→ **What this exercise asks**:
[1] Using the commentary on the Sherman land, rewrite the paragraph beginning "Located south of Highway 78" as a bulleted list that keeps its main facts.
[2] Answer the following questions from the commentary on the Sherman land.
(a) How many acres does the Sherman property cover?
(b) What feeds the pond on the property?
(c) In what year did the original Portola expedition to California take place?

→ **Selected text**:
● ● ● ● ● ● ●

We can preserve Sherman land
By: DIANE NYGAARD - Commentary: | ∞
Today we have the opportunity to preserve a priceless part of our local heritage ---- or to see it lost forever to more houses and another strip mall. The 134-acre Sherman property is half of the remaining Buena Vista Creek Valley in northeastern Carlsbad. This valley is a special place with a priceless combination of natural and cultural resources and historical significance. From early Luiseno encampments to the historic adobe school tours of today, this valley that served past generations can be preserved for the generations of the future.
Located south of Highway 78 between El Camino Real and College Boulevard, the Sherman property is in the heart of this valley. It includes a key reach of Buena Vista Creek, a pond fed by artesian springs and high-quality natural land that supports a rich diversity of plants and animals. Upstream is the sacred waterfall and an old mine site. Downstream the creek meanders through constrained development to the Buena Vista Lagoon.
The valley is a place of rare historical significance. As the El Salto waterfall stirs our imagination today, it has been a focus for the spiritual life of native people for generations. The area is part of a cultural corridor of the Luiseno people extending from the falls on the east through the valley to the Buena Vista Lagoon. This area has been recorded in history from the time of the original Portola expedition to California in 1769 and was part of the original Mexican land grant. This is a very special place where the people of the First Community lived, hunted, worked, laughed and cried for over 9,000 years.

● ● ● ● ● ● ●

→ **Items**:
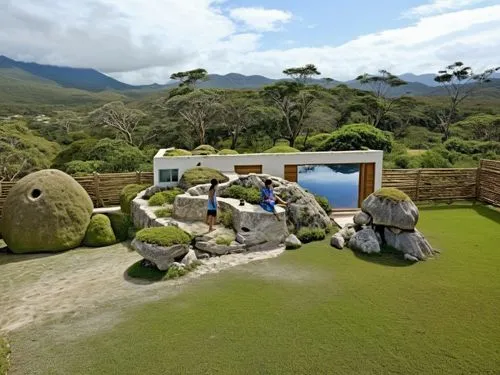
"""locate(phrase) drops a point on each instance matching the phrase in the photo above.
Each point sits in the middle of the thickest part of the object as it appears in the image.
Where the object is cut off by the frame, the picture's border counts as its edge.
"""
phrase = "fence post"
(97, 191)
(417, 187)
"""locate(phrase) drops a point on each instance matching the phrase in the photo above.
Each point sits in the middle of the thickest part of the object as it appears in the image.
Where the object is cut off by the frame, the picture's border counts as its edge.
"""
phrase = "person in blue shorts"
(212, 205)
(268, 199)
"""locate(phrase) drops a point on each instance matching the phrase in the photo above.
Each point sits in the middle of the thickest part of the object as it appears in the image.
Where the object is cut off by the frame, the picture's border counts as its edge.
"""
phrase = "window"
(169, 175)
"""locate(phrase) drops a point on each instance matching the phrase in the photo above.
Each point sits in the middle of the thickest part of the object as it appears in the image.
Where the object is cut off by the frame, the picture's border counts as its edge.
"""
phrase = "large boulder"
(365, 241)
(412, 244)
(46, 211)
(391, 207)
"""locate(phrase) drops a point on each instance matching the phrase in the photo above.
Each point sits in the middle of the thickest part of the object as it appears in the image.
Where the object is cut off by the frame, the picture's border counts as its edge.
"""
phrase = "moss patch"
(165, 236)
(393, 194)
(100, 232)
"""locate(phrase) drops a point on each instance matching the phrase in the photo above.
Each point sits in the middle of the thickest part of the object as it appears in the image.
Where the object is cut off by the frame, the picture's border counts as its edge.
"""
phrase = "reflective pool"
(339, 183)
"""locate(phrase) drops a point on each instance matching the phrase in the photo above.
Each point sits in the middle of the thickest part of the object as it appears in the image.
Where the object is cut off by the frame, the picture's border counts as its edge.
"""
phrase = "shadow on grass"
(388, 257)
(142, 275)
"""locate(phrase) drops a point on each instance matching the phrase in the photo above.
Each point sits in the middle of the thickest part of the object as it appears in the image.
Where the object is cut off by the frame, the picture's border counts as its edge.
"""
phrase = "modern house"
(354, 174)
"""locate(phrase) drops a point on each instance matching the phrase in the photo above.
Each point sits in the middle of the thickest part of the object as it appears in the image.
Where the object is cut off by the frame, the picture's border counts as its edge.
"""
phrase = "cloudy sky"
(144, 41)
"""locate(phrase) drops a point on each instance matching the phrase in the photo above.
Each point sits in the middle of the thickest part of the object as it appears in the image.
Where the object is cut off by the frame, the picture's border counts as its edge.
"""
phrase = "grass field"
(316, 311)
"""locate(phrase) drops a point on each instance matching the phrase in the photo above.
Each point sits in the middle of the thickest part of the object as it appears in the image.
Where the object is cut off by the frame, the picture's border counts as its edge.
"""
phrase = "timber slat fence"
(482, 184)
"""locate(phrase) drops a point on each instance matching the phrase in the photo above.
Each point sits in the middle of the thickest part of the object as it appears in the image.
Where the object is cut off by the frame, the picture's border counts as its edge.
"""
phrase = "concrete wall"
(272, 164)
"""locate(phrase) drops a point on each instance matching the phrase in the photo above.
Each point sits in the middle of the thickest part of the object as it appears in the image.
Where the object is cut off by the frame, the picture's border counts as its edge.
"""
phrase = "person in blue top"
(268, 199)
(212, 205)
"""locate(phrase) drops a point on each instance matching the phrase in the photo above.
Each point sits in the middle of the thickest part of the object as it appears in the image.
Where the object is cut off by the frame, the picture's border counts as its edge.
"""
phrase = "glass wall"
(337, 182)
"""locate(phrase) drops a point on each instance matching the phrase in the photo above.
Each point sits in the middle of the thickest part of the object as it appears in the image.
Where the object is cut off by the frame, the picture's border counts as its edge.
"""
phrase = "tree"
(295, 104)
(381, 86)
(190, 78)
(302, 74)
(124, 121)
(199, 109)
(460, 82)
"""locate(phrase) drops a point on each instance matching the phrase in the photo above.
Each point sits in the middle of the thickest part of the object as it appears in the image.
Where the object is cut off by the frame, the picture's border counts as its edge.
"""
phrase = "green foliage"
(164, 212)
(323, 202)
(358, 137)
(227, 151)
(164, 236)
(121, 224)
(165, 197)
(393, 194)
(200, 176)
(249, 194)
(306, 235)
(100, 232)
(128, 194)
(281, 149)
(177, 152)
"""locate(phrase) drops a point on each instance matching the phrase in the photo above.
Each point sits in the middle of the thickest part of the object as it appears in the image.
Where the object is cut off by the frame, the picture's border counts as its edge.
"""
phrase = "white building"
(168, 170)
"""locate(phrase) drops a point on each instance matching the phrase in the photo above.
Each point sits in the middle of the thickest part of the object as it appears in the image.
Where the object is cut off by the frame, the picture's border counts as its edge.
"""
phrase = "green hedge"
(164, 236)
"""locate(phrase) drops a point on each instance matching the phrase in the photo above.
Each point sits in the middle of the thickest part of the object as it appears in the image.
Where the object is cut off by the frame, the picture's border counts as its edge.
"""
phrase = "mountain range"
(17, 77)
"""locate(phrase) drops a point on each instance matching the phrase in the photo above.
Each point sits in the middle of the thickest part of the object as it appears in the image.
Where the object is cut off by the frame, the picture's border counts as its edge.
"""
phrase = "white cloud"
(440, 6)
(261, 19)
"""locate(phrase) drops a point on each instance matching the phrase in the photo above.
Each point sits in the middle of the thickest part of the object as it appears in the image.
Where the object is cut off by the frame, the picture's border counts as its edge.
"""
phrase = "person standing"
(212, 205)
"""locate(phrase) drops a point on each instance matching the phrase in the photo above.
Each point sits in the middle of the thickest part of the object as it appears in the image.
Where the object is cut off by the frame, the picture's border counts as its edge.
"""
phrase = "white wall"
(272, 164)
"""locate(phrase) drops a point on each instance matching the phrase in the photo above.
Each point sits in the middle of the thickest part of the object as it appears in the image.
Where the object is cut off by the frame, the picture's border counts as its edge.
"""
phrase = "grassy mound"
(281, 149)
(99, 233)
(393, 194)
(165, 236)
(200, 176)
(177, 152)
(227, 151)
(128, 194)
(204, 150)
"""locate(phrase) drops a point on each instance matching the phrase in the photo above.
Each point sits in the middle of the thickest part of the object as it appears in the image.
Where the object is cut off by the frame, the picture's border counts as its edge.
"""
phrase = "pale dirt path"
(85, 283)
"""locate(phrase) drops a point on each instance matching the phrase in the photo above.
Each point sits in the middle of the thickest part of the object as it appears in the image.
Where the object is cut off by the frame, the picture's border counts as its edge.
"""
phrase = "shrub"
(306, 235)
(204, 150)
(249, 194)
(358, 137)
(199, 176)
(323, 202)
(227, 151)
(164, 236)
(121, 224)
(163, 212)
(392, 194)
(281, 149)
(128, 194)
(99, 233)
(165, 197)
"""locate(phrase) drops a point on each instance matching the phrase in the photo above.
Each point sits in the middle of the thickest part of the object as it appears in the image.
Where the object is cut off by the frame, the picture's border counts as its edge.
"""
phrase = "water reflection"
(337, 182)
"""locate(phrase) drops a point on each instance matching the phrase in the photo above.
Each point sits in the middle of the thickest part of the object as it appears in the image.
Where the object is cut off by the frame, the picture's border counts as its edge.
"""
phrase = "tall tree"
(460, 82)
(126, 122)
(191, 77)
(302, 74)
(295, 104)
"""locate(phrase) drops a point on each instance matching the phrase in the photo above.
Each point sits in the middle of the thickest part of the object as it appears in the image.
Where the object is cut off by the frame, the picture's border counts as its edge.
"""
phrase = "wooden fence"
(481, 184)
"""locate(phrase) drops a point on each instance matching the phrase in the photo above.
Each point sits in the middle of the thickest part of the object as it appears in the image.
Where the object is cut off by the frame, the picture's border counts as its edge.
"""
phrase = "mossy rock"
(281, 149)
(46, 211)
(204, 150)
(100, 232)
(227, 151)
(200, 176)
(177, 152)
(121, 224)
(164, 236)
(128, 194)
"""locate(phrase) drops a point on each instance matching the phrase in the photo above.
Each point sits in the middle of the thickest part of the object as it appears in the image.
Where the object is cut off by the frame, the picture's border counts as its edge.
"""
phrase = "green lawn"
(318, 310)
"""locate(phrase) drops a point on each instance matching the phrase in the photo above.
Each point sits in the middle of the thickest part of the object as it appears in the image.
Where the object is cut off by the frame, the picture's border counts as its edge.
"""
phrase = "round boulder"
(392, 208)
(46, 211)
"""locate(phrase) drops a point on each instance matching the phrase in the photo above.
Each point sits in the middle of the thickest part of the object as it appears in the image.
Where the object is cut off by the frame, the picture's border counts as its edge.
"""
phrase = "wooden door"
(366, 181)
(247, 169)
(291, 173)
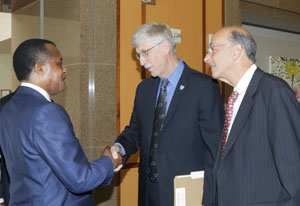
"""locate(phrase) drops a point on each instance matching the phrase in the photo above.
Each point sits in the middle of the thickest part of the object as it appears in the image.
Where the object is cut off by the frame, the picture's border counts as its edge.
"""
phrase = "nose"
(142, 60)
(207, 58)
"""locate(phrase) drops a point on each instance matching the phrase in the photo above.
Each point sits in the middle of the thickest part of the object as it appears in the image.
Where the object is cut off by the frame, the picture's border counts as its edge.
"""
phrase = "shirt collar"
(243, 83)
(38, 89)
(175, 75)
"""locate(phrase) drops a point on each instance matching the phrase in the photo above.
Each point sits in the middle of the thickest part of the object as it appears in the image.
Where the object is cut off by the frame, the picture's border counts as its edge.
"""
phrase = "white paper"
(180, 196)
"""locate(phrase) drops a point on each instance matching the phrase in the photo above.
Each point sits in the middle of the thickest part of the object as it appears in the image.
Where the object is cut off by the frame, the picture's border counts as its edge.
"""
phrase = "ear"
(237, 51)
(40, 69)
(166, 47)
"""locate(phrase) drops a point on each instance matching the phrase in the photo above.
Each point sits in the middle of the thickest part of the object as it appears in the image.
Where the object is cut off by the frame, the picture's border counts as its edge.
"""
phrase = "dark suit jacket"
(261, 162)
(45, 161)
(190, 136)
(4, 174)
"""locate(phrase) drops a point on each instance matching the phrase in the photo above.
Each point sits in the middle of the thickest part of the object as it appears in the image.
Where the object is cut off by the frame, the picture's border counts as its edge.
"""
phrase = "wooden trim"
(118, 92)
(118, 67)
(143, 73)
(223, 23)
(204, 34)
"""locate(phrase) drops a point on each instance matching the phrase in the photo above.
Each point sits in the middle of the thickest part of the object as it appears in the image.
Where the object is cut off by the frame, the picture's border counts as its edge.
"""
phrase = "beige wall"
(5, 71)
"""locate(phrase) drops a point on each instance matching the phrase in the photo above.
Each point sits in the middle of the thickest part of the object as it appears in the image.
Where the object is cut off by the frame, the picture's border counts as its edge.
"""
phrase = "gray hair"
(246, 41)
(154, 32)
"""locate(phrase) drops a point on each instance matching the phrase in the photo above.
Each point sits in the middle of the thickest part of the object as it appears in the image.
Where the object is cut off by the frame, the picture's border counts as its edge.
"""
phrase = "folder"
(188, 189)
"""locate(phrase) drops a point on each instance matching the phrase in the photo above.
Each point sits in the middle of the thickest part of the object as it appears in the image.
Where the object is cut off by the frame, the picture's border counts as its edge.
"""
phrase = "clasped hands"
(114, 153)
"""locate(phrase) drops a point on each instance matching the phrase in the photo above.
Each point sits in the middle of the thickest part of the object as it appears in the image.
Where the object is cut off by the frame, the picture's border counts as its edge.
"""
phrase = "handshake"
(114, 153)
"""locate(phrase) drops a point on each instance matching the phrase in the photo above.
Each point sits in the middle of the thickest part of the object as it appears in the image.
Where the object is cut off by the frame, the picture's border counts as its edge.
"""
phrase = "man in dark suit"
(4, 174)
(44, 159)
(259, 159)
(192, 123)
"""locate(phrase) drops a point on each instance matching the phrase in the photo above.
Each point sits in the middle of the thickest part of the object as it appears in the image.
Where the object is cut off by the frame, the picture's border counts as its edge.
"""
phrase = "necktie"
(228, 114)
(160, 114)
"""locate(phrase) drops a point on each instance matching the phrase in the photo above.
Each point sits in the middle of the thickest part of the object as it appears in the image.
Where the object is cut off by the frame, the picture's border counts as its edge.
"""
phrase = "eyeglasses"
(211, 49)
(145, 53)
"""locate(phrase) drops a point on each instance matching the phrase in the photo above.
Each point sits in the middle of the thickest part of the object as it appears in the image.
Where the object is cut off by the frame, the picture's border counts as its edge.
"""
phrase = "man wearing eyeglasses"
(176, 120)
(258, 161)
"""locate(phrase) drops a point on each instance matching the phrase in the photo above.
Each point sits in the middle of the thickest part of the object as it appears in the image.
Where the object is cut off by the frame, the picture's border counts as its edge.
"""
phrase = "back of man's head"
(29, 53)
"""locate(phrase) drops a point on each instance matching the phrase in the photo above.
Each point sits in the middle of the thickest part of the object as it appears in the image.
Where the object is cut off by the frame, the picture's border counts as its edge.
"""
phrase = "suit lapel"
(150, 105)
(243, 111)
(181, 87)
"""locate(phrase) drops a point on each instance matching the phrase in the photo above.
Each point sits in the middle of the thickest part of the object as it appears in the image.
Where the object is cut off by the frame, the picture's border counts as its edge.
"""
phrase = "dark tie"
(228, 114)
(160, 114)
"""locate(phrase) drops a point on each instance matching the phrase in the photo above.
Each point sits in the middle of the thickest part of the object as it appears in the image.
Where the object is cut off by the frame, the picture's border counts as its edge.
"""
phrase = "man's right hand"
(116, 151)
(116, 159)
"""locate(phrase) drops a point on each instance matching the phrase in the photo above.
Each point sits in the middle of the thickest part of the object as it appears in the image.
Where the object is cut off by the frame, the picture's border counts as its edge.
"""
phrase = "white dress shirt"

● ● ● ● ● ● ●

→ **Solved tasks**:
[1]
- Location: south of Highway 78, between El Camino Real and College Boulevard, in the heart of the valley
- Features: a key reach of Buena Vista Creek, a pond fed by artesian springs, and high-quality natural land supporting a rich diversity of plants and animals
- Upstream: the sacred waterfall and an old mine site
- Downstream: the creek meanders through constrained development to the Buena Vista Lagoon

[2]
(a) 134 acres
(b) Artesian springs
(c) 1769